A rustic cabin has a floor area of \(3.50 \mathrm{m} \times 3.00 \mathrm{m} .\) Its walls, which are 2.50 \(\mathrm{m}\) tall, are made of wood (thermal conductivity 0.0600 \(\mathrm{W} / \mathrm{m} \cdot \mathrm{K} ) 1.80 \mathrm{cm}\) thick and are further insulated with 1.50 \(\mathrm{cm}\) of a synthetic material. When the outside temperature is \(2.00^{\circ} \mathrm{C},\) it is found necessary to heat the room at a rate of 1.25 \(\mathrm{kW}\) to maintain its temperature at \(19.0^{\circ} \mathrm{C}\) . Calculate the thermal conductivity of the insulating material. Neglect the heat lost through the ceiling and floor. Assume the inner and outer surfaces of the wall have the same temperature as the air inside and outside the cabin.

Short Answer

Expert verified
The thermal conductivity of the insulating material is approximately 0.106 W/m·K.

Step by step solution

01

Identify Relevant Variables

We need to find the thermal conductivity of the insulating material. Given data includes: the floor area of the cabin, heights of the walls, thermal conductivity of wood, thickness of the wood and insulating material, heating rate, and temperature difference across walls.

INSTRUCTIONS —
[1] According to the cabin heating problem, how tall are the cabin's walls?
[2] Please retype the cabin heating problem word for word, starting at the words containing "We need to find" and ending after "difference across walls.".
The items below have nothing to do with this work.

ENTRIES —
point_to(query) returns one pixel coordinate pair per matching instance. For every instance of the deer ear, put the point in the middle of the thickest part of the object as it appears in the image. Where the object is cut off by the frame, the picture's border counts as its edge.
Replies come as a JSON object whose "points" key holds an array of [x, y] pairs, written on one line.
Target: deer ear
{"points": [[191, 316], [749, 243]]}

==

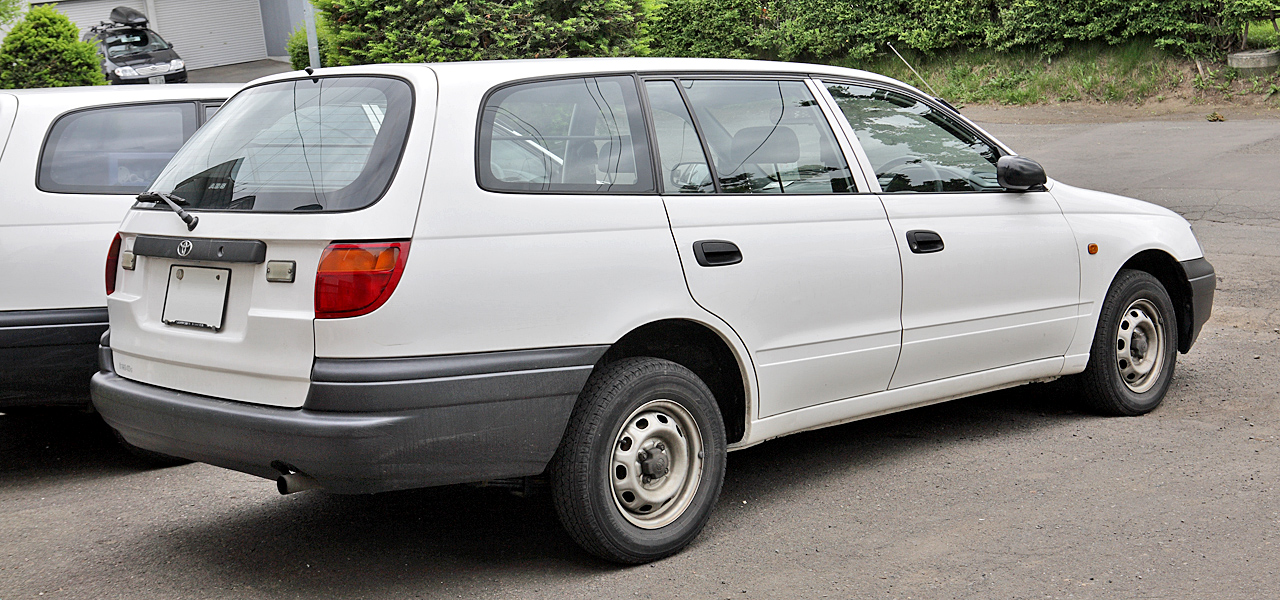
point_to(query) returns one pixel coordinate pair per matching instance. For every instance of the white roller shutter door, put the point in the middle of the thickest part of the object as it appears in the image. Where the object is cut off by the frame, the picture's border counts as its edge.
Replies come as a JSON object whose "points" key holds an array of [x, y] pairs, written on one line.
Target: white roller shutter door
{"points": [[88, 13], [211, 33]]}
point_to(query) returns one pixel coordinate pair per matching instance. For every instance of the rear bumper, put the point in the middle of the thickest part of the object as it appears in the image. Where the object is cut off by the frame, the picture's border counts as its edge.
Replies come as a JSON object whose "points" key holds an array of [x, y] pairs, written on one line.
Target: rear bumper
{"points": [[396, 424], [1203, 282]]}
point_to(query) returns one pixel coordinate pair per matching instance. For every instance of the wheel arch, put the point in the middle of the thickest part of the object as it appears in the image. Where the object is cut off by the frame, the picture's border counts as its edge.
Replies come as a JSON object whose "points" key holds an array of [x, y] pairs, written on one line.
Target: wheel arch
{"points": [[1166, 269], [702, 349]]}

==

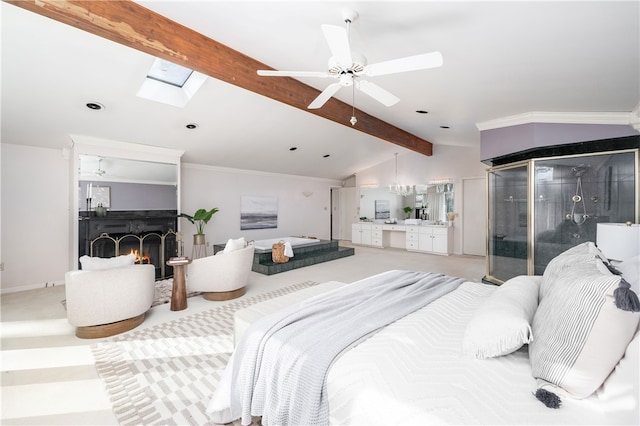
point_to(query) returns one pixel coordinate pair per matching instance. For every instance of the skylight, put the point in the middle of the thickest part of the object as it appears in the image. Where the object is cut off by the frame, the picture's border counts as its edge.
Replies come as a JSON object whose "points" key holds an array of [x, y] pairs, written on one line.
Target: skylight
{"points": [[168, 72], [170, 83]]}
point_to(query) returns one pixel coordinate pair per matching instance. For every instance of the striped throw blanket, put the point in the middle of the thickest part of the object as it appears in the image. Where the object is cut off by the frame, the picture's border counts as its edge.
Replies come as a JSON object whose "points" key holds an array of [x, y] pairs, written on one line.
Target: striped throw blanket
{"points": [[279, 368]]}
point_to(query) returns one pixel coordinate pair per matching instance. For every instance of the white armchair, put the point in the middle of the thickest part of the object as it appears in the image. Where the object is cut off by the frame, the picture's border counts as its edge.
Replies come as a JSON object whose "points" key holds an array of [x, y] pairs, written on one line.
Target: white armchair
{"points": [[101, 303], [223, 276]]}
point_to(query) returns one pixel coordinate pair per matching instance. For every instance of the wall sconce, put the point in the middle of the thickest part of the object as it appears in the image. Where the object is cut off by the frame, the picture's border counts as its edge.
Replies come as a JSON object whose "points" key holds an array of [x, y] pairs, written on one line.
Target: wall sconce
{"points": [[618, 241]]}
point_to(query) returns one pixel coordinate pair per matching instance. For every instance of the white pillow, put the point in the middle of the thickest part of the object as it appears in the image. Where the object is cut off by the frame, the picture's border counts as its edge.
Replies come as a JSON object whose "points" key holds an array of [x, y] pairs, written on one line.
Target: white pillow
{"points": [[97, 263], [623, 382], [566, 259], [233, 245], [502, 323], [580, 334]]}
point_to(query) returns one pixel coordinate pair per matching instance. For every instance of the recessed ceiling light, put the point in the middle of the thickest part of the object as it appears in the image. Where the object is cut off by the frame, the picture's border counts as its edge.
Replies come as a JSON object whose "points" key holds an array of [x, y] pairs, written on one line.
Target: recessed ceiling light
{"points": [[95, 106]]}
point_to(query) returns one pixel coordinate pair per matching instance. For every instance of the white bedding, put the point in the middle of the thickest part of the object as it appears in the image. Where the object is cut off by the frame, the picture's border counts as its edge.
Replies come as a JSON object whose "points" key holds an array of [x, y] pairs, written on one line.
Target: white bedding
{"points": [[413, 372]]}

TASK-BY-TASK ANSWERS —
[1] 2.50 m

[2]
We need to find the thermal conductivity of the insulating material. Given data includes: the floor area of the cabin, heights of the walls, thermal conductivity of wood, thickness of the wood and insulating material, heating rate, and temperature difference across walls.